EXERCISE DESCRIPTION →
Output the data word for word, dropping every image.

--

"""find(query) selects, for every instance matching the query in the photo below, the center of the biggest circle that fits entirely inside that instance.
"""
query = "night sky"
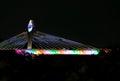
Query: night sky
(90, 22)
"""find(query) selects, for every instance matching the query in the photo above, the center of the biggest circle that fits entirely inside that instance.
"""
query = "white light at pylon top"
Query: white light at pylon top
(30, 26)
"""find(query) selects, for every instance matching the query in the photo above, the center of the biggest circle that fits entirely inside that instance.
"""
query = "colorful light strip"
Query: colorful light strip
(62, 52)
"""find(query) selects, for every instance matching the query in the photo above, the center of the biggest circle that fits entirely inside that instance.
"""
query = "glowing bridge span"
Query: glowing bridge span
(38, 43)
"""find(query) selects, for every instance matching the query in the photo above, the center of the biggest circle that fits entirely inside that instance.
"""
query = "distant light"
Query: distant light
(62, 52)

--

ANSWER BELOW →
"""find(query) selects, for every instance matching the query in the photo below, the center of the biggest circle that fits entirely inside that instance.
"""
query = "night sky"
Query: night sky
(90, 22)
"""find(query) selects, for every instance matching the query in the photo above, the center of the biggest circle that fits entirely inside that instance.
"""
query = "white light at pylon top"
Query: white light at pylon top
(30, 26)
"""find(query) selects, for every instance matching the query in the photo above, the center of the biggest circle that fits entirely inside that instance.
"""
query = "colorful light strip"
Query: colorful light strip
(62, 52)
"""find(query) selects, for every instance matching the query in the photo above, the center of the biggest circle that fits entirely inside that instance.
"""
query = "glowing bridge span"
Query: glowing bridge span
(38, 43)
"""find(query) selects, for every instance matching the query in the photo above, the center of the biggest circle that fits entirely inside that instance.
"""
query = "distant light"
Query: distant light
(62, 52)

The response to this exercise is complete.